Page
Full-Year Operating Profit and EBITDA Resilience
Full-year sales of JPY 409.6 billion with operating profit of JPY 1.3 billion (in the black on an annual basis). EBITDA for the year was JPY 112.4 billion and largely unchanged YoY, demonstrating cash-earnings resilience.
Strong Operating Cash Flow
Operating cash flow for the year was positive JPY 100.0 billion, enabling the company to fund investments and maintain liquidity despite reported losses.
Material CapEx Reduction
Total CapEx fell to JPY 79.9 billion in 2025 from JPY 214.9 billion in 2024, a YoY reduction of JPY 135.0 billion (≈-62.8%), lowering near-term cash investment requirements.
Balance Sheet and Capital Metrics Stable
Total assets JPY 1,127.9 billion (down JPY 44.7b), liabilities JPY 480.2 billion (down JPY 35.2b). Equity-to-asset ratio remained healthy at 51.3% and gross D/E ratio was 0.61x.
Operational Wins and Customer Recognition
Leading-edge 300mm products highly rated by customers; company has received TSMC recognition for 12 consecutive years. Management highlights modernization plans and new plant capacity to meet leading-edge demand.

Objective 1
Count the lines of the records below that contain the string "segment", and give only that number.

Material provided
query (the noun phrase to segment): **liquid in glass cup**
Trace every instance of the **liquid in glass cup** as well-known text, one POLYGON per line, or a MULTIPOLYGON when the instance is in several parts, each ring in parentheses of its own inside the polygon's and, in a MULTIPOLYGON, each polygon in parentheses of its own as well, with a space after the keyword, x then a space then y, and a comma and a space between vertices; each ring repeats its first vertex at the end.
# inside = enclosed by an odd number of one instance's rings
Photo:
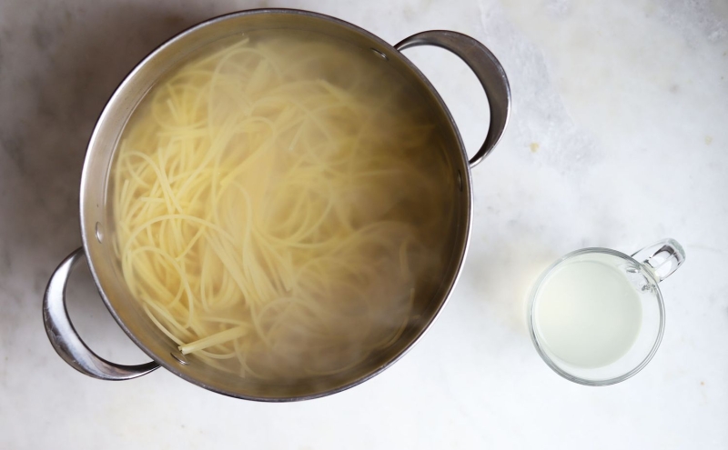
POLYGON ((632 256, 585 248, 556 261, 529 302, 529 331, 539 355, 581 385, 613 385, 634 375, 662 338, 658 284, 684 260, 680 244, 665 239, 632 256))

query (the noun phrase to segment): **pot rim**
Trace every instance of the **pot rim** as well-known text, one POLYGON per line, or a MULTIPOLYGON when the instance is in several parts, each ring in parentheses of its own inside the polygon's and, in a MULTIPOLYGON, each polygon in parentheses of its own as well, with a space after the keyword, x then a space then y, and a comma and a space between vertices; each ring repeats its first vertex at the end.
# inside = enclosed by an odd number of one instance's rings
POLYGON ((171 372, 172 374, 176 375, 177 376, 179 376, 180 378, 182 378, 182 379, 184 379, 184 380, 186 380, 186 381, 187 381, 189 383, 192 383, 194 385, 198 385, 200 387, 203 387, 203 388, 207 389, 207 390, 212 391, 212 392, 216 392, 217 394, 221 394, 223 395, 231 396, 231 397, 235 397, 235 398, 241 398, 241 399, 245 399, 245 400, 253 400, 253 401, 258 401, 258 402, 278 403, 278 402, 292 402, 292 401, 301 401, 301 400, 310 400, 310 399, 315 399, 315 398, 320 398, 320 397, 330 395, 332 394, 337 394, 339 392, 342 392, 342 391, 345 391, 345 390, 349 389, 351 387, 354 387, 356 385, 359 385, 364 383, 365 381, 368 381, 370 378, 373 378, 374 376, 376 376, 379 374, 382 373, 387 368, 390 367, 397 361, 399 361, 405 355, 407 355, 407 353, 409 353, 410 350, 418 342, 420 342, 420 339, 422 339, 422 337, 425 335, 425 334, 428 332, 428 330, 430 330, 430 328, 432 326, 432 325, 437 320, 438 316, 440 315, 440 312, 444 308, 445 305, 450 300, 450 296, 452 295, 452 291, 455 288, 455 285, 457 285, 458 280, 460 279, 460 274, 462 272, 462 265, 463 265, 463 263, 465 261, 465 258, 466 258, 466 255, 467 255, 467 253, 468 253, 468 249, 469 249, 469 246, 470 246, 470 229, 471 229, 471 226, 472 226, 472 198, 473 198, 473 195, 472 195, 472 185, 471 185, 471 178, 470 178, 470 166, 468 164, 468 155, 467 155, 467 153, 465 151, 465 146, 463 145, 462 138, 460 136, 460 131, 458 130, 457 125, 455 124, 455 121, 452 118, 452 115, 451 115, 450 110, 448 109, 447 105, 445 105, 445 102, 440 97, 440 94, 437 92, 437 90, 431 85, 430 80, 427 79, 427 77, 421 73, 421 71, 411 61, 410 61, 409 58, 407 58, 401 52, 397 50, 392 45, 387 43, 386 41, 384 41, 380 37, 377 36, 376 35, 373 35, 372 33, 363 29, 363 28, 361 28, 359 26, 357 26, 357 25, 353 25, 353 24, 351 24, 349 22, 347 22, 347 21, 344 21, 344 20, 341 20, 341 19, 339 19, 339 18, 336 18, 336 17, 332 17, 330 15, 323 15, 323 14, 320 14, 320 13, 315 13, 315 12, 306 11, 306 10, 289 9, 289 8, 258 8, 258 9, 249 9, 249 10, 238 11, 238 12, 225 14, 225 15, 218 15, 218 16, 216 16, 216 17, 212 17, 210 19, 207 19, 207 20, 205 20, 203 22, 200 22, 200 23, 198 23, 198 24, 197 24, 195 25, 192 25, 192 26, 190 26, 190 27, 179 32, 178 34, 175 35, 171 38, 166 40, 161 45, 157 45, 147 56, 145 56, 139 63, 137 63, 134 66, 134 68, 124 77, 122 82, 116 86, 116 88, 114 90, 114 93, 112 94, 112 95, 106 101, 106 104, 105 105, 101 115, 99 115, 98 119, 96 120, 96 125, 94 126, 94 131, 93 131, 93 133, 91 135, 91 137, 90 137, 89 142, 88 142, 88 145, 86 147, 86 156, 85 161, 84 161, 84 166, 83 166, 83 170, 82 170, 82 174, 81 174, 81 185, 80 185, 80 195, 79 195, 79 211, 80 211, 79 218, 80 218, 80 222, 81 222, 81 238, 82 238, 82 242, 83 242, 83 247, 84 247, 84 250, 85 250, 86 257, 87 257, 86 259, 87 259, 87 262, 88 262, 88 267, 89 267, 91 275, 92 275, 92 276, 94 278, 94 282, 96 285, 98 292, 99 292, 99 294, 100 294, 100 295, 101 295, 101 297, 102 297, 102 299, 104 301, 104 304, 106 306, 106 309, 108 309, 109 313, 114 317, 114 320, 116 320, 116 322, 118 324, 118 325, 124 330, 124 332, 132 340, 132 342, 134 342, 134 344, 136 345, 136 346, 138 346, 145 354, 147 354, 150 358, 152 358, 155 362, 159 364, 165 369, 168 370, 169 372, 171 372), (155 354, 149 348, 147 348, 147 345, 145 345, 141 342, 141 340, 138 337, 136 337, 136 335, 134 335, 131 332, 131 330, 129 330, 129 328, 126 326, 126 325, 120 318, 120 316, 118 315, 118 314, 116 313, 116 311, 115 310, 113 305, 111 305, 111 302, 109 301, 108 296, 106 295, 106 292, 104 291, 104 289, 102 287, 99 276, 98 276, 98 275, 96 273, 96 267, 95 267, 95 265, 94 265, 94 262, 93 262, 93 258, 91 257, 92 253, 90 252, 90 247, 89 247, 90 236, 94 235, 95 230, 92 230, 92 229, 88 228, 88 226, 86 225, 86 202, 85 201, 85 199, 86 199, 86 193, 87 192, 87 190, 89 188, 89 177, 90 177, 90 175, 89 175, 89 170, 90 169, 88 168, 89 165, 87 164, 88 157, 89 157, 89 155, 91 155, 91 153, 93 152, 93 149, 96 146, 96 141, 98 140, 99 124, 102 124, 105 121, 106 117, 108 115, 111 114, 110 112, 113 110, 113 105, 112 105, 115 103, 114 100, 116 99, 118 96, 120 96, 122 95, 122 91, 124 90, 124 87, 130 82, 130 80, 132 78, 134 78, 135 75, 141 69, 141 67, 146 65, 149 61, 153 60, 164 49, 166 49, 167 47, 172 45, 174 43, 176 43, 177 41, 184 38, 185 36, 187 36, 187 35, 188 35, 190 34, 196 33, 196 32, 197 32, 198 30, 202 29, 202 28, 207 28, 207 27, 209 27, 209 26, 215 26, 217 24, 224 22, 224 21, 227 21, 227 20, 230 20, 230 19, 237 18, 237 17, 241 17, 241 16, 257 15, 302 15, 302 16, 306 16, 306 17, 311 17, 311 18, 315 18, 315 19, 329 21, 329 22, 334 23, 335 25, 343 26, 345 28, 349 28, 349 30, 352 30, 352 31, 354 31, 356 33, 359 33, 359 34, 364 35, 365 37, 367 37, 368 39, 371 40, 372 42, 374 42, 378 45, 380 45, 381 47, 385 47, 387 50, 389 51, 389 53, 397 55, 398 57, 401 58, 401 61, 408 66, 408 68, 410 70, 411 70, 420 78, 420 81, 428 88, 430 93, 432 95, 432 97, 437 101, 438 105, 441 108, 442 113, 445 115, 445 116, 448 119, 450 127, 450 129, 452 131, 453 137, 457 140, 457 143, 458 143, 458 147, 459 147, 458 150, 459 150, 459 154, 460 155, 461 163, 462 163, 460 167, 462 169, 464 169, 464 170, 460 170, 460 168, 459 167, 458 168, 458 174, 459 174, 459 176, 460 176, 460 182, 461 184, 460 185, 461 185, 461 190, 463 190, 464 194, 466 194, 463 196, 467 200, 467 201, 465 201, 463 203, 462 208, 461 208, 462 210, 460 212, 461 215, 465 215, 465 217, 462 217, 462 216, 460 217, 460 219, 464 218, 465 220, 461 220, 461 225, 460 225, 460 227, 464 228, 461 231, 462 235, 464 236, 464 239, 462 240, 461 243, 460 243, 460 242, 458 243, 458 246, 461 246, 462 250, 461 250, 461 252, 460 252, 459 257, 453 257, 452 258, 452 263, 451 263, 452 264, 452 268, 450 269, 450 270, 453 271, 454 275, 451 277, 451 282, 450 283, 450 286, 448 286, 447 289, 444 290, 443 295, 442 295, 442 298, 440 301, 440 304, 437 305, 436 308, 434 308, 431 319, 430 320, 430 322, 427 325, 425 325, 422 327, 422 329, 421 329, 421 331, 420 331, 419 335, 417 335, 414 338, 412 338, 407 344, 407 345, 399 354, 397 354, 394 357, 389 359, 386 363, 380 365, 379 367, 376 367, 376 368, 372 369, 370 372, 369 372, 368 374, 366 374, 363 376, 359 376, 359 377, 358 377, 356 379, 352 379, 352 380, 350 380, 350 381, 349 381, 349 382, 347 382, 347 383, 345 383, 345 384, 343 384, 341 385, 339 385, 339 386, 336 386, 336 387, 333 387, 333 388, 330 388, 330 389, 327 389, 327 390, 324 390, 324 391, 316 392, 314 394, 308 394, 308 395, 296 395, 296 396, 287 396, 287 397, 269 397, 269 396, 256 396, 256 395, 241 395, 240 393, 237 393, 237 392, 233 392, 233 391, 229 391, 229 390, 226 390, 226 389, 221 389, 221 388, 218 388, 217 386, 213 386, 213 385, 207 385, 205 382, 200 381, 199 379, 197 379, 197 378, 186 374, 183 371, 180 371, 177 366, 175 366, 172 364, 167 362, 165 359, 160 358, 159 356, 157 355, 157 354, 155 354))

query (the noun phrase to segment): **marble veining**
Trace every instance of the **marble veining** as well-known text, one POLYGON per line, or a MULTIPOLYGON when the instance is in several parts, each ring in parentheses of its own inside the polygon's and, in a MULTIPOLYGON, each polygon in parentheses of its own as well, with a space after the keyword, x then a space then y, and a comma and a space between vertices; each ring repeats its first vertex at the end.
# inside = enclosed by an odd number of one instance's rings
MULTIPOLYGON (((469 148, 488 109, 444 51, 407 50, 469 148)), ((728 5, 722 0, 0 2, 0 448, 728 447, 728 5), (206 18, 254 7, 338 16, 389 43, 469 34, 511 80, 499 147, 473 170, 471 247, 441 316, 401 361, 349 391, 292 405, 223 397, 159 370, 105 383, 47 342, 43 290, 80 245, 86 144, 144 55, 206 18), (611 387, 539 358, 524 296, 554 258, 674 237, 687 262, 661 285, 652 362, 611 387)), ((90 346, 146 361, 87 270, 68 308, 90 346)))

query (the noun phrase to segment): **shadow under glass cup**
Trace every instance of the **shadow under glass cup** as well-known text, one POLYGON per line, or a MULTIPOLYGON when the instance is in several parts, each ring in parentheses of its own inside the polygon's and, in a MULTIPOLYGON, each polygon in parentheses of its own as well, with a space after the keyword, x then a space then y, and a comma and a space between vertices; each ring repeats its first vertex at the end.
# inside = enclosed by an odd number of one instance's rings
POLYGON ((665 239, 632 256, 585 248, 556 261, 529 299, 529 331, 539 355, 581 385, 613 385, 634 375, 662 338, 658 284, 684 260, 680 244, 665 239))

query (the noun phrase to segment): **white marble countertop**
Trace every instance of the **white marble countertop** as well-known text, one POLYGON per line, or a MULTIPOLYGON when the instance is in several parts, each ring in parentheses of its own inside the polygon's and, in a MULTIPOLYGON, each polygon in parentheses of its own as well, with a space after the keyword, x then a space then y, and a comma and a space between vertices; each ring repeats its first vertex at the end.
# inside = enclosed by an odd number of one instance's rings
MULTIPOLYGON (((484 95, 456 57, 407 51, 474 148, 484 95)), ((0 2, 0 448, 728 448, 728 4, 666 0, 0 2), (289 6, 395 43, 452 29, 511 80, 510 127, 473 170, 471 248, 425 338, 374 379, 323 399, 258 404, 159 370, 97 381, 47 342, 43 289, 79 245, 85 145, 106 99, 157 45, 205 18, 289 6), (621 385, 565 381, 527 335, 524 295, 582 246, 678 239, 667 326, 621 385)), ((87 274, 70 313, 103 356, 145 355, 87 274)))

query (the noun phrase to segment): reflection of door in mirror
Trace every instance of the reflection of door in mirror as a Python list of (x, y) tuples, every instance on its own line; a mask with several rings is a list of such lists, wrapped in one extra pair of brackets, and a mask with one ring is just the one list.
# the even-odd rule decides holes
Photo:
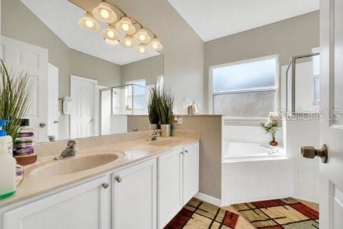
[(58, 68), (47, 68), (47, 135), (58, 139)]
[(95, 113), (97, 108), (95, 96), (97, 81), (71, 76), (71, 98), (72, 111), (70, 116), (71, 138), (91, 137), (95, 135)]
[(46, 142), (47, 122), (47, 49), (1, 36), (1, 58), (12, 72), (25, 73), (32, 84), (30, 106), (26, 118), (29, 129), (34, 130), (36, 142)]

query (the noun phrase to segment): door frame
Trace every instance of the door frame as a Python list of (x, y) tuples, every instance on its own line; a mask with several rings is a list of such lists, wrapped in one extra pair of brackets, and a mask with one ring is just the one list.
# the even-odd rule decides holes
[[(99, 99), (98, 96), (97, 96), (97, 91), (99, 90), (97, 87), (97, 80), (90, 79), (88, 78), (84, 78), (84, 77), (81, 77), (81, 76), (77, 76), (74, 75), (71, 75), (70, 76), (70, 97), (71, 99), (73, 98), (71, 97), (72, 93), (71, 91), (73, 90), (73, 81), (88, 81), (90, 83), (92, 83), (93, 84), (93, 91), (94, 91), (94, 96), (93, 96), (93, 120), (94, 122), (93, 122), (93, 135), (95, 136), (96, 135), (96, 130), (99, 129), (99, 117), (97, 116), (97, 107), (99, 108)], [(72, 102), (73, 101), (72, 100)], [(69, 120), (69, 136), (70, 138), (73, 138), (74, 136), (72, 135), (72, 128), (73, 128), (73, 119), (74, 119), (74, 113), (73, 112), (71, 112), (70, 115), (70, 120)]]
[[(59, 119), (60, 119), (60, 111), (58, 110), (58, 82), (59, 82), (59, 75), (58, 75), (58, 72), (59, 72), (59, 69), (58, 67), (57, 67), (56, 66), (54, 65), (53, 64), (51, 64), (51, 63), (48, 63), (48, 66), (47, 66), (47, 68), (48, 68), (48, 71), (47, 71), (47, 88), (49, 88), (49, 84), (50, 84), (50, 79), (49, 79), (49, 71), (50, 69), (53, 69), (54, 71), (56, 71), (57, 72), (57, 112), (58, 112), (58, 120), (57, 121), (59, 122)], [(56, 85), (55, 85), (56, 86)], [(49, 91), (48, 91), (48, 112), (47, 112), (47, 135), (49, 135), (49, 125), (50, 124), (50, 123), (49, 122), (49, 102), (51, 102), (51, 101), (49, 101)], [(55, 121), (54, 121), (55, 122)], [(60, 135), (60, 133), (59, 133), (59, 129), (60, 129), (60, 124), (59, 124), (59, 122), (57, 123), (57, 135), (56, 136), (56, 140), (58, 140), (59, 138), (59, 135)]]

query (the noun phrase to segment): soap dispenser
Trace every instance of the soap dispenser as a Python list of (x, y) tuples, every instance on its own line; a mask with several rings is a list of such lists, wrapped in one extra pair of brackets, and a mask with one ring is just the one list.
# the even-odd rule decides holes
[(3, 127), (5, 120), (0, 120), (0, 199), (16, 192), (16, 160), (12, 156), (12, 140)]

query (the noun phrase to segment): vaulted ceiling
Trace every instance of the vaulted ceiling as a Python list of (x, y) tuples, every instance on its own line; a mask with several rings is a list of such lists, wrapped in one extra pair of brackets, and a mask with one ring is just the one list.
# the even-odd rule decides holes
[(319, 0), (168, 0), (204, 41), (319, 10)]
[[(145, 54), (141, 54), (134, 48), (128, 48), (121, 45), (107, 44), (100, 34), (101, 30), (91, 32), (82, 29), (78, 25), (78, 20), (86, 11), (67, 0), (22, 0), (22, 1), (72, 49), (121, 65), (159, 54), (153, 50)], [(91, 11), (92, 7), (97, 6), (101, 1), (75, 1), (84, 4), (84, 8), (89, 8)], [(100, 25), (102, 29), (106, 27), (106, 25), (102, 23)]]

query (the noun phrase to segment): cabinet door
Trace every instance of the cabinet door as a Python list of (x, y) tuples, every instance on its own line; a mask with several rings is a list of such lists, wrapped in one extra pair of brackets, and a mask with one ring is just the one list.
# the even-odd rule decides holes
[(158, 159), (158, 225), (163, 228), (182, 207), (182, 149)]
[(156, 161), (150, 160), (113, 175), (113, 228), (156, 228)]
[(109, 229), (109, 182), (102, 177), (8, 211), (3, 229)]
[(184, 148), (183, 204), (199, 191), (199, 143)]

Objective 2
Copy the stretch of the financial results summary above from "Strong Operating Cash" through "despite reported losses.".

Finished answer 1
10

Finished answer 2
Strong Operating Cash Flow
Operating cash flow for the year was positive JPY 100.0 billion, enabling the company to fund investments and maintain liquidity despite reported losses.